Which 'rotate' do you mean? If the local variable from
perf_rotate_context() then yes - it may be passed to this function
call from there as mux value, but logically they are still different.
>
>> + perf_event_groups_for_each_cpu(event, cpu,
>> + &ctx->pinned_groups,
>> + group_list, group_entry) {
>> + group_sched_out(event, cpuctx, ctx);
>> + }
>> + perf_event_groups_for_each_cpu(event, sw,
>> + &ctx->pinned_groups,
>> + group_list, group_entry) {
>> + group_sched_out(event, cpuctx, ctx);
>> + }
>> + } else {
>> + perf_event_groups_for_each(event, node,
>> + &ctx->pinned_groups, group_node,
>> + group_list, group_entry) {
>> + group_sched_out(event, cpuctx, ctx);
>> + }
>> + }
>> + }
>>
>> - if (is_active & EVENT_FLEXIBLE)
>> - perf_event_groups_for_each(event, node,
>> - &ctx->flexible_groups, group_node,
>> - group_list, group_entry)

(Supplied material):
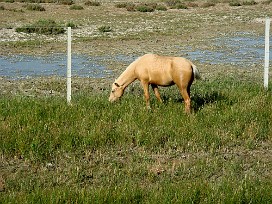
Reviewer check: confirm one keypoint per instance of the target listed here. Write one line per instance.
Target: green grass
(97, 152)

(Work instructions):
1. According to the patch excerpt, how may the local variable from perf_rotate_context() reach the function under discussion?
2. Summarize the patch excerpt in two sentences.

(Solutions by task):
1. It may be passed to the function call from there as the mux value.

2. The reply says the local 'rotate' variable from perf_rotate_context() may be passed to the function as the mux value, though the two remain logically different. The quoted code calls group_sched_out() on each event in ctx->pinned_groups, iterating over cpu and sw in one branch and using perf_event_groups_for_each() in the else branch, and it removes lines that iterated over ctx->flexible_groups when is_active included EVENT_FLEXIBLE.